* EXCERPTED TEXT:
What Happened To Jim Backus After Gilligan's Island

Some sitcom actors only ever get one really great role, but Jim Backus had several. The actor, who played wealthy Wall Street regular Thurston Howell III on the popular castaway series "Gilligan's Island," had already made a name for himself by the show's premiere in 1964. He'd appeared regularly on the radio before TV was the dominant media of the time, and voiced the nearly blind cartoon character Mr. Magoo beginning in 1949. Backus also played a key role in Nicholas Ray's 1955 teen movie "Rebel Without A Cause," portraying the father who falls short when James Dean's angsty antihero Jim Stark needs him.

A few years before "Gilligan's Island," Backus even got his own show, aptly named "The Jim Backus Show" in the style of the time. In the Backus-led series, which was also called "Hot Off the Wire," the actor played a man named Mike O'Toole, who was attempting to keep his second-rate news wire business afloat. The show, sold directly to syndication, didn't last long. According to David C. Tucker's book "Lost Laughs of '50 and '60s Television," reviews for the series weren't great. "We say Jim Backus deserves better material on a better theme," critic Bernice Ashby wrote at the time, according to Tucker.

Point localization data:
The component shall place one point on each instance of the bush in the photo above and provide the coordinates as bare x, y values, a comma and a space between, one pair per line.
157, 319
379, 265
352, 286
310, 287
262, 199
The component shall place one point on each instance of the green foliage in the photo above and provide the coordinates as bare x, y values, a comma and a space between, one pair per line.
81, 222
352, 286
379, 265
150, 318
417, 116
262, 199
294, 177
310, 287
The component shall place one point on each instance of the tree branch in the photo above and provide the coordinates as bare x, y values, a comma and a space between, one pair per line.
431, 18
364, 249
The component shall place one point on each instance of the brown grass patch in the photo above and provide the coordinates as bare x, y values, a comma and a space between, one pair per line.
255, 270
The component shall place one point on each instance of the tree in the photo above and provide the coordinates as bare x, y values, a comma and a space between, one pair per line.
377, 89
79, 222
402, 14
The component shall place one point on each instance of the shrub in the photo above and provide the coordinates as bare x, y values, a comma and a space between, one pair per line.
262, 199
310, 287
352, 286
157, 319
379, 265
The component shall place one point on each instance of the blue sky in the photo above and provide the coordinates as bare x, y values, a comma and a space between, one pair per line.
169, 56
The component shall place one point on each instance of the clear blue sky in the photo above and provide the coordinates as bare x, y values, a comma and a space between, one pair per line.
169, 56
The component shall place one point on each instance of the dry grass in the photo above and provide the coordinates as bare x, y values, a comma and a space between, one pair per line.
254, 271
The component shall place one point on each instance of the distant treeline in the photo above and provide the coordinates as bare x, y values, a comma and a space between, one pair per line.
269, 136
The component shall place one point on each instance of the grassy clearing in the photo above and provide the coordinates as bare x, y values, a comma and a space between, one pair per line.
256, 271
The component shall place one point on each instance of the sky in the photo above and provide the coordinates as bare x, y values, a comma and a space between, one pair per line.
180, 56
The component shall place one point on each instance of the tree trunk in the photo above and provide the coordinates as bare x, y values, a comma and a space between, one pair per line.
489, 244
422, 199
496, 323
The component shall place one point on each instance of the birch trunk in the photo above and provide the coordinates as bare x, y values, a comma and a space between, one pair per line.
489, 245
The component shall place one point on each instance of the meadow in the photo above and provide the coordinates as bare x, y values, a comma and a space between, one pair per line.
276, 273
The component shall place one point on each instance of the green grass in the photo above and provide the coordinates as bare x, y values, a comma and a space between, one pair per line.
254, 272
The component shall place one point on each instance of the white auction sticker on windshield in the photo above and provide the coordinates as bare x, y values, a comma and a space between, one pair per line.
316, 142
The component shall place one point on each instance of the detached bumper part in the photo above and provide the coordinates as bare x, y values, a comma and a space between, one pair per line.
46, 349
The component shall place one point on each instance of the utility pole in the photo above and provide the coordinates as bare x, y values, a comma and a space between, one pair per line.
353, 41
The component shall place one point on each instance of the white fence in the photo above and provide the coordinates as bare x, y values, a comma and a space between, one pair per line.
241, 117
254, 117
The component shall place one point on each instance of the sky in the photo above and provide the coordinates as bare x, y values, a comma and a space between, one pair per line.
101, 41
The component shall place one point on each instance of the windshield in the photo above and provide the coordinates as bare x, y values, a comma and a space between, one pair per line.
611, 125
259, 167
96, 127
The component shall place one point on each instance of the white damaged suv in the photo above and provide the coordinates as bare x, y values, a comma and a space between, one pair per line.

* EXERCISE:
From the article on Jim Backus, list every real person the text names other than Backus himself, leaving out fictional characters.

* EXPECTED ANSWER:
Nicholas Ray, James Dean, David C. Tucker, Bernice Ashby